*TASK DESCRIPTION*
No line before the one containing "Query: brown boot" is to be output; retype exactly that line and all lines that follow it to the end of the records.
--
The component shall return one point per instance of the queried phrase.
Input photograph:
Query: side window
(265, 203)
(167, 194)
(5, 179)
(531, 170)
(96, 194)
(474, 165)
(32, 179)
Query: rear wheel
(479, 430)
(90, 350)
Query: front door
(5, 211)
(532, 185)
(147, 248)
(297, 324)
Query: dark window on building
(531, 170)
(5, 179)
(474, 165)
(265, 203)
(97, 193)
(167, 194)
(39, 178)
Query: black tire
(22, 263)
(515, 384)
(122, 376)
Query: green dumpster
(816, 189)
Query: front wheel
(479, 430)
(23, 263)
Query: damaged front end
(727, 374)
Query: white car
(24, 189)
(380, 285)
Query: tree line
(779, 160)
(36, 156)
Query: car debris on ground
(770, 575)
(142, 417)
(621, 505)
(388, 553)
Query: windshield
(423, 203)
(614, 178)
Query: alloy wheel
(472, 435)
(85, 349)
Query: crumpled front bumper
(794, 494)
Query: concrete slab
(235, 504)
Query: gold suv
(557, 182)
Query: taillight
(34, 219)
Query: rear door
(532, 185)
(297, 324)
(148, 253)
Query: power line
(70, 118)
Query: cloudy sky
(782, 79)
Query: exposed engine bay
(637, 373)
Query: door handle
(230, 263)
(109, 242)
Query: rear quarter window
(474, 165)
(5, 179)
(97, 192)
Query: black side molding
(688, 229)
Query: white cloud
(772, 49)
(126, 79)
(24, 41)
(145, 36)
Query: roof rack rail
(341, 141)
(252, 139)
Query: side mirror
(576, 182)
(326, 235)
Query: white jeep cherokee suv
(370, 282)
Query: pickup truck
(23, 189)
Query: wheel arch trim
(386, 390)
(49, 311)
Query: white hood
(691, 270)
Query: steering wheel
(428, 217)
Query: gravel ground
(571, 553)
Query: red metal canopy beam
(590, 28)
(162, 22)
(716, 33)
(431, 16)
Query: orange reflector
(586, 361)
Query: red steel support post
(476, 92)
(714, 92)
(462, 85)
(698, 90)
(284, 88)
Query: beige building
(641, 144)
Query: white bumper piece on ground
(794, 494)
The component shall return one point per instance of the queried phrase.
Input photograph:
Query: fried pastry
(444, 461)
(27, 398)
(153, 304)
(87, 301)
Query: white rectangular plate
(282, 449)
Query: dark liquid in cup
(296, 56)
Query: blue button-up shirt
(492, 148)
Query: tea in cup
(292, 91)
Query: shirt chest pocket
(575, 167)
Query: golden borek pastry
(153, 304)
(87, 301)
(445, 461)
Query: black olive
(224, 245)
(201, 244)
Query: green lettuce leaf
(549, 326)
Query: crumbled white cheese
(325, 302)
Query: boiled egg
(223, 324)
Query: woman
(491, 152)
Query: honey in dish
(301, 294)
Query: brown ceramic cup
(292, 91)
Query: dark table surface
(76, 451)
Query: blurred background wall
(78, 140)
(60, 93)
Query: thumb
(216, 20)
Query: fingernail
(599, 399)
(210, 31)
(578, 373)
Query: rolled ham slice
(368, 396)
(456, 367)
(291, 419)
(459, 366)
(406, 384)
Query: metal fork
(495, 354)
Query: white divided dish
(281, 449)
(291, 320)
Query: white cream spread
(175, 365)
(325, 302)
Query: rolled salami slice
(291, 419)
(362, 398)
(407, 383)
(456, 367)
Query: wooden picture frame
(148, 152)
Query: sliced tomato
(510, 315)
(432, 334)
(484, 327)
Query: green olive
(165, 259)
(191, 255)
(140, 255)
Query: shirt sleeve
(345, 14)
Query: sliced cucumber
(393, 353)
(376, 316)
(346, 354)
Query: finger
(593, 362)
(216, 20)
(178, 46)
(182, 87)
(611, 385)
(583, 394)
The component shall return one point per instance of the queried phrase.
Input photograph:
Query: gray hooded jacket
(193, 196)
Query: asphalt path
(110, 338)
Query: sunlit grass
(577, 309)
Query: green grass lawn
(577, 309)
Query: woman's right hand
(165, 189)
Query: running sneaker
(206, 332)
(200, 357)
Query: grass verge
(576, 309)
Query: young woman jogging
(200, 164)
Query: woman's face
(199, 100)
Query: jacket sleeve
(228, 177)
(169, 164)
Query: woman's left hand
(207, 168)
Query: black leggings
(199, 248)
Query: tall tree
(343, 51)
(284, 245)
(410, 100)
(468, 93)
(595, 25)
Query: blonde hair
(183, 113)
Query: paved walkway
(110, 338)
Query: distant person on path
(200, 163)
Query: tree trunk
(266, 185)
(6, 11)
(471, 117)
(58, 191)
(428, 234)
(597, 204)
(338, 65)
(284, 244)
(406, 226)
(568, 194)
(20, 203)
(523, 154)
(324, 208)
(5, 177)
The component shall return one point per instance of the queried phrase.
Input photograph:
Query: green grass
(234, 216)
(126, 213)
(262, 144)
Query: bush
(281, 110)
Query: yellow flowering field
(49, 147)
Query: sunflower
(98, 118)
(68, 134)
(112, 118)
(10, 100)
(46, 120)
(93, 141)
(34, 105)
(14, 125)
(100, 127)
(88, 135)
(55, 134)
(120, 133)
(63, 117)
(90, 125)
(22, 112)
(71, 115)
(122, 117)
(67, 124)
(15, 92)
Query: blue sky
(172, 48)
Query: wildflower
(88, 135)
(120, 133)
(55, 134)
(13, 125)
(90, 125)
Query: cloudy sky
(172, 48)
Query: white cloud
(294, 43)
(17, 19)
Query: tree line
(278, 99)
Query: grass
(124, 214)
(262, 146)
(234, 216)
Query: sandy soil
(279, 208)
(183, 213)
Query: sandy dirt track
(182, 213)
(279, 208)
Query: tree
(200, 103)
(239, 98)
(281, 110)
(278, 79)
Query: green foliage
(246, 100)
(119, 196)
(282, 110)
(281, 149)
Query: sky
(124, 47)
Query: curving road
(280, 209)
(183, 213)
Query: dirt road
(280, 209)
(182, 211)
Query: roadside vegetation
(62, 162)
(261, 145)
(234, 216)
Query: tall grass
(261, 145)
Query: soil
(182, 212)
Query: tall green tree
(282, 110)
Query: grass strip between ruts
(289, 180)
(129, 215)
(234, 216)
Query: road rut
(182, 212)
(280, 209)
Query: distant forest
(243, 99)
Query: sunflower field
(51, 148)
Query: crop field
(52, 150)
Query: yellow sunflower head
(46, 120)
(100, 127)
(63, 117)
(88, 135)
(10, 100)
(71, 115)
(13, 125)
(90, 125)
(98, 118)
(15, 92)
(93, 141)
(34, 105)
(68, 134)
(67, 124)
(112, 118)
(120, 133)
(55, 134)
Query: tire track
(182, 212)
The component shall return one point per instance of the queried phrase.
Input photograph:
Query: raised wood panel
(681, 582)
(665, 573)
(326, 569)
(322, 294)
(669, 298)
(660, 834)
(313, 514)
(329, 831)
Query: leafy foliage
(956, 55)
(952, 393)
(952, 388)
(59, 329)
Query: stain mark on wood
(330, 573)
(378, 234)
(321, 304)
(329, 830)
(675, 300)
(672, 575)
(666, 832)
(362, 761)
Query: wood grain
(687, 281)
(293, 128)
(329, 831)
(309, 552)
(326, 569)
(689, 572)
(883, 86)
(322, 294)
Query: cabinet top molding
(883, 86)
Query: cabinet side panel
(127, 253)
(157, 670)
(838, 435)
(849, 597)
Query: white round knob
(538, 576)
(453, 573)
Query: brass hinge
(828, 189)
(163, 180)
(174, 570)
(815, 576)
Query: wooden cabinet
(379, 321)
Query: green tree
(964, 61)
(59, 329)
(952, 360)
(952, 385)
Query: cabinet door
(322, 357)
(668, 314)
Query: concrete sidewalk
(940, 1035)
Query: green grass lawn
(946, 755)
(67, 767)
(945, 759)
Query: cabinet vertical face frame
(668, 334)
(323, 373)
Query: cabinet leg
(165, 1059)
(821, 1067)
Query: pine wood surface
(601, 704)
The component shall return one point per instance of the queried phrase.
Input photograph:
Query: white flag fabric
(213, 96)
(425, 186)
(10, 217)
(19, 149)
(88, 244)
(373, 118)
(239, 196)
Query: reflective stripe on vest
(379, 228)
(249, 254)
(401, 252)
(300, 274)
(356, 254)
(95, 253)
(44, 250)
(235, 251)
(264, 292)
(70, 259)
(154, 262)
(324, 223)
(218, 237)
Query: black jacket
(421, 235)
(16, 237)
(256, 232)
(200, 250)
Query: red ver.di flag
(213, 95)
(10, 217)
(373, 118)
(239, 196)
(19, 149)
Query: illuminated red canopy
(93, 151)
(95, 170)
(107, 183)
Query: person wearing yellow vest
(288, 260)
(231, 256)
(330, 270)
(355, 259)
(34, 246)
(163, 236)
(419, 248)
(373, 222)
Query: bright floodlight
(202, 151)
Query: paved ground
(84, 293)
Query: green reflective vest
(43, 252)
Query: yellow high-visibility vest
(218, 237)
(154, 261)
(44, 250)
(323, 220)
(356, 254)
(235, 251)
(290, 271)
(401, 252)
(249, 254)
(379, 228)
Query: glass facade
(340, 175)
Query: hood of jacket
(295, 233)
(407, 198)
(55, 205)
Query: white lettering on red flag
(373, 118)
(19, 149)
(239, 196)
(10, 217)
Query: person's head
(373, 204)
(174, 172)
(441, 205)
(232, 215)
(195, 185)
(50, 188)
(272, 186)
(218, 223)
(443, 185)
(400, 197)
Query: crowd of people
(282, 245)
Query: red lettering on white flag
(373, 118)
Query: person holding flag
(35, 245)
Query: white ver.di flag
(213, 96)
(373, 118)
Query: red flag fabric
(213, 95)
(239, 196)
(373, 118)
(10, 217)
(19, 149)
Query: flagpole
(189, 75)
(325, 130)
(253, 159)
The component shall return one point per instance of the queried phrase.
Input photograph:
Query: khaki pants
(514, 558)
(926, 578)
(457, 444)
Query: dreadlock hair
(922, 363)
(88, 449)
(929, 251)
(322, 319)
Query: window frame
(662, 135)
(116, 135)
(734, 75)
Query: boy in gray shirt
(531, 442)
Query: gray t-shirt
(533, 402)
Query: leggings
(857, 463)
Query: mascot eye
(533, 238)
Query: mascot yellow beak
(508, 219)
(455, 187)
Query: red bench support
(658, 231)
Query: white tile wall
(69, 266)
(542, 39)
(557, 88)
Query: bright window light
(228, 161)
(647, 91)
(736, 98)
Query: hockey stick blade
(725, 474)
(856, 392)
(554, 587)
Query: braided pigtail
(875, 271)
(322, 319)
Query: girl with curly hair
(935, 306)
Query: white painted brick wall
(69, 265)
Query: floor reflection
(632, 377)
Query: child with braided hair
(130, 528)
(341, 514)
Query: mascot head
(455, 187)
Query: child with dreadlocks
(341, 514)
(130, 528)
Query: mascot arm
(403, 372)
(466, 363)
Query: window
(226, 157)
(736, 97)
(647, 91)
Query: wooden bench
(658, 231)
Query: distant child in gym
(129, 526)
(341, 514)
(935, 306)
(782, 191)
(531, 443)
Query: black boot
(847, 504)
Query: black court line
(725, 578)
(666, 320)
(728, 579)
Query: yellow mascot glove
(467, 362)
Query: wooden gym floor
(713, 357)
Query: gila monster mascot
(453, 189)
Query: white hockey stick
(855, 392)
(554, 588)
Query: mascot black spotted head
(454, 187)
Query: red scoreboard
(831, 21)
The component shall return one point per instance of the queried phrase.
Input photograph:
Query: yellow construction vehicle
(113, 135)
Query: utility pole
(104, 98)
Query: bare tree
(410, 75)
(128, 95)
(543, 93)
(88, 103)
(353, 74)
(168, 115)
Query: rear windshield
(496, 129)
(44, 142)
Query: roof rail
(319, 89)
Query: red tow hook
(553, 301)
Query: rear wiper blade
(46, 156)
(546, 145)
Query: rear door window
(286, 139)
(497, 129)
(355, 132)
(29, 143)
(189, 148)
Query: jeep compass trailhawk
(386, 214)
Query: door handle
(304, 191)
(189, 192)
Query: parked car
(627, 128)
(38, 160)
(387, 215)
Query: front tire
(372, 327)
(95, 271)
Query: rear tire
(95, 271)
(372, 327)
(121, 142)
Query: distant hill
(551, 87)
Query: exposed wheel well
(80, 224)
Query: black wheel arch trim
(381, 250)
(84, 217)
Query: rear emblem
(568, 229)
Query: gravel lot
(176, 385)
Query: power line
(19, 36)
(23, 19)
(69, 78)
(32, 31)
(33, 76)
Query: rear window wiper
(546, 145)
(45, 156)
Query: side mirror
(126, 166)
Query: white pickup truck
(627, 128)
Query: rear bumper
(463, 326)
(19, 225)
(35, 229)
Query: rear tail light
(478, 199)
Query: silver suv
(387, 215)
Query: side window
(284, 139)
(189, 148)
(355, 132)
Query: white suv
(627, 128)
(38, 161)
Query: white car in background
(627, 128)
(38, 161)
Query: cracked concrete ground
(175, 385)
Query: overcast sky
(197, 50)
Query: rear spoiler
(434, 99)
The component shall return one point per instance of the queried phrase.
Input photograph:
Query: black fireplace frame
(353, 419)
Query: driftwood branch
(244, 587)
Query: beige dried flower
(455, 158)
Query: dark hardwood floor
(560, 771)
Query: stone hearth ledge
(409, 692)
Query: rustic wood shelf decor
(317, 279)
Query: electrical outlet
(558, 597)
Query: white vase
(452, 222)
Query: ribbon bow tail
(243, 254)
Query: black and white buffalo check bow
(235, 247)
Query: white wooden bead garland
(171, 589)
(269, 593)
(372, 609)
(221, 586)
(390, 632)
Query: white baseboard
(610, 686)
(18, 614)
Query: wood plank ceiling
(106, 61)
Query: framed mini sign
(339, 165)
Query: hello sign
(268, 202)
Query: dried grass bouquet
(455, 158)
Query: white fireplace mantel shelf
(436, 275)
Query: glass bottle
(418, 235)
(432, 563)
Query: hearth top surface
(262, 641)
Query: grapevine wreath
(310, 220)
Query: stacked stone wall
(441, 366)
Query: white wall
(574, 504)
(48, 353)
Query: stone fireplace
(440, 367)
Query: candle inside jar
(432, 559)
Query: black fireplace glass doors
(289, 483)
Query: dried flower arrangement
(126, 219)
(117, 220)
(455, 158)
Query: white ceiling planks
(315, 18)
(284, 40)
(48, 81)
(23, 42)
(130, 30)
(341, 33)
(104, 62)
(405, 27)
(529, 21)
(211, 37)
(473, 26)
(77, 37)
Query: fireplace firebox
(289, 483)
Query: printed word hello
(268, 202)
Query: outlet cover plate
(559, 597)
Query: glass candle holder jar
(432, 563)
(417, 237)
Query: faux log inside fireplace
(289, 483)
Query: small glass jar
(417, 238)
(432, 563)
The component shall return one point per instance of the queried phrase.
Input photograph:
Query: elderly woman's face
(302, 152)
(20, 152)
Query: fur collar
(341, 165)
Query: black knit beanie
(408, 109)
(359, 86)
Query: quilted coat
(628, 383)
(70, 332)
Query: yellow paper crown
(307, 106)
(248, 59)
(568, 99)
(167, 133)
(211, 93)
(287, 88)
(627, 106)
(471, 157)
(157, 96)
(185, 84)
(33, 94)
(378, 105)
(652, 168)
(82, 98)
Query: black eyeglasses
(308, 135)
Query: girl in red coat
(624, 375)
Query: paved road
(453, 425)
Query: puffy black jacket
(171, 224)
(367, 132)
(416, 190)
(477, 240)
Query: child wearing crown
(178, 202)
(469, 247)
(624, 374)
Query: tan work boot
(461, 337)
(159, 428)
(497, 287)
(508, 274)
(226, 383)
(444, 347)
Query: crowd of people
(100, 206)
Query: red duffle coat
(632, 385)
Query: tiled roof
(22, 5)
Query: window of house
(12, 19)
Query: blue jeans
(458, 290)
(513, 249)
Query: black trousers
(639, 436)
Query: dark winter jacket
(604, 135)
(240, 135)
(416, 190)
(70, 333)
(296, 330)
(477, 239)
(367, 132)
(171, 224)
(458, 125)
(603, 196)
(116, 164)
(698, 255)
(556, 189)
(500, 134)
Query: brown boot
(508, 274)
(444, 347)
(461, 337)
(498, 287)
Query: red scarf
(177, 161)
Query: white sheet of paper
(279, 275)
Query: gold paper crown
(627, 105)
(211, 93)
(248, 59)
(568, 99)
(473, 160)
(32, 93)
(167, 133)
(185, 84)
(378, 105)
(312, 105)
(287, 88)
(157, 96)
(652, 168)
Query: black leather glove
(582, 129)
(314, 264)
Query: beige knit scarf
--
*TASK SOLUTION*
Query: brown boot
(508, 274)
(444, 347)
(461, 337)
(498, 287)
Query: red scarf
(177, 161)
Query: white sheet of paper
(279, 275)
Query: gold paper crown
(627, 105)
(211, 93)
(248, 59)
(568, 99)
(473, 160)
(32, 93)
(167, 133)
(185, 84)
(378, 105)
(312, 105)
(287, 88)
(157, 96)
(652, 168)
Query: black leather glove
(582, 129)
(314, 264)
Query: beige knit scarf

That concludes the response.